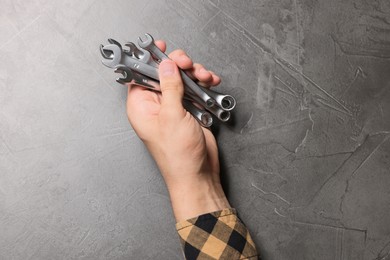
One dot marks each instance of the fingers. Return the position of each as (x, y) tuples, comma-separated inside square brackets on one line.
[(195, 70), (205, 77), (172, 89), (181, 58)]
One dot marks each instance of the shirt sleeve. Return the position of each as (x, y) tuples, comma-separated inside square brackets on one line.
[(216, 235)]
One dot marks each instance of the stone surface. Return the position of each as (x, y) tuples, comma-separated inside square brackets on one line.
[(305, 160)]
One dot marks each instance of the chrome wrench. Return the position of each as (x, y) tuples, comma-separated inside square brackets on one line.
[(203, 117), (149, 45)]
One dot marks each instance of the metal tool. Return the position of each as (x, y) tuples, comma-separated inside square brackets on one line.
[(226, 102), (221, 114), (149, 45), (203, 117), (133, 63)]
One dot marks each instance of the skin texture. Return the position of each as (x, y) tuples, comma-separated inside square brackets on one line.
[(185, 152)]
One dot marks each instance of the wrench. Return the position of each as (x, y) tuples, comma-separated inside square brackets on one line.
[(203, 117), (141, 54), (227, 102), (131, 62), (216, 111), (133, 77), (149, 45)]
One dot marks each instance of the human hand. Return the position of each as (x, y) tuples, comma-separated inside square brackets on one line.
[(185, 152)]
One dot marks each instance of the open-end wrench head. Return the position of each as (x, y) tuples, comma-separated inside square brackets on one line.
[(126, 73), (147, 42), (112, 41), (115, 55)]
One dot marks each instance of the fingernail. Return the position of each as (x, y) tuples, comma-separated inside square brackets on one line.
[(203, 70), (167, 68)]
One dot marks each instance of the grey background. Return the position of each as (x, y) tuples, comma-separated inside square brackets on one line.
[(306, 161)]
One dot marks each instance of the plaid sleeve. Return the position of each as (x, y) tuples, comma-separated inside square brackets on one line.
[(216, 235)]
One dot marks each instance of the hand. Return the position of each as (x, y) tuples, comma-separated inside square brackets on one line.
[(185, 152)]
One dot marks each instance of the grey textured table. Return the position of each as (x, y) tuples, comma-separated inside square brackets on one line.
[(306, 160)]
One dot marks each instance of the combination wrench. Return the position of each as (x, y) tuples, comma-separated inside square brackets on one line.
[(128, 76), (149, 45), (152, 72)]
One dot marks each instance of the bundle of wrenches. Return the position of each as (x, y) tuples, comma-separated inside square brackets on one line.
[(139, 66)]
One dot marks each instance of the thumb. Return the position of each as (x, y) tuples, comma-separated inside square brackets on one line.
[(171, 85)]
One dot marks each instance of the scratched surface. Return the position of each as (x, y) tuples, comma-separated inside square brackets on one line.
[(305, 160)]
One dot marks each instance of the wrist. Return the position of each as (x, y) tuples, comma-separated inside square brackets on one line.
[(191, 198)]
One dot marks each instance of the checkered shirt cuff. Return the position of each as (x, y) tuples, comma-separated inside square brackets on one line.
[(216, 235)]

--

* _Task directions_
Pictures are to be left out; all other data must be returned exactly.

* _Exercise solution_
One dot marks each instance of the fingers. Return the position of each as (x, y) tuples, comma-separated inside square brackets on one line.
[(195, 70), (205, 77), (172, 89), (181, 58)]
One dot marks each instance of the shirt sleeve. Return the position of each as (x, y) tuples, comma-separated inside square brackets on one line.
[(216, 235)]
One dot marks each instance of the stone surface. Return the position of each as (x, y) tuples, comma-separated inside square brackets on one line.
[(305, 160)]
One dot marks each instance of the chrome wrench. Return the position of each as (x, y) tuples, comma-separated inside square brackets on one line.
[(203, 117), (149, 45)]
One dot marks each instance of the metal tool. Return the position of each as (x, y) tuples, comma-separated inside square brackets on one line.
[(226, 102), (221, 114), (149, 45), (203, 117), (133, 63)]
One dot marks each instance of the skin texture. Return the position of each as (x, y) tuples, comma-separated inside square brackets on one line.
[(185, 152)]
One dot marks each instance of the wrench. Return the position of each as (x, y) tuples, comma-separated inside square brackets on one line.
[(203, 117), (141, 54), (227, 102), (131, 62), (216, 111), (133, 77), (149, 45)]
One dot marks each instance of the human hand. Return the position of each as (x, y) tuples, comma-separated inside square brackets on one line.
[(185, 152)]
One dot marks each instance of the open-end wrench head. Return the position of each as (x, y) tuples, comma-separated inside square brackets on one line.
[(126, 73), (147, 42), (112, 41), (115, 55)]
One dot marks each instance of the fingernail. Return the position of each as (x, y) tuples, comma-separated inside square brackets on one line.
[(203, 70), (167, 68)]
One dot marks each instance of the grey background. Return the position of each as (x, y) tuples, comma-separated inside square brackets on one line.
[(306, 161)]
One dot marks each instance of the plaid sleeve. Return the position of each as (x, y) tuples, comma-separated inside square brackets on one line.
[(216, 235)]
One dot marks each instance of the hand. Return the position of each as (x, y) tuples, comma-separated inside square brackets on one line.
[(185, 152)]
One dot marks each instance of the grey textured table. Return the position of each as (x, y) tuples, comma-separated inside square brackets on one line.
[(306, 160)]
One dot marks each instance of the combination wrench. Return the position of each as (x, y) tuples, comma-separated inside square brackets on one line.
[(128, 76), (149, 45), (152, 72)]
One dot marks each instance of the bundle of wrenches. Return the position of each as (x, y) tuples, comma-separated inside square brackets on one line.
[(139, 66)]
One dot marks each instance of the thumb. Return the position of each as (x, y) tuples, comma-separated inside square brackets on one line.
[(171, 85)]
One dot marks each instance of the scratched surface. Return the position of each as (x, y) tuples, comma-separated inside square brackets on one line.
[(305, 160)]
One dot marks each instance of the wrist. Return the position of each as (x, y) tuples, comma-separated inside square brackets on one line.
[(191, 198)]
One dot marks each instance of the checkered shirt cuff. Return the position of each as (x, y) tuples, comma-separated inside square brackets on one line.
[(216, 235)]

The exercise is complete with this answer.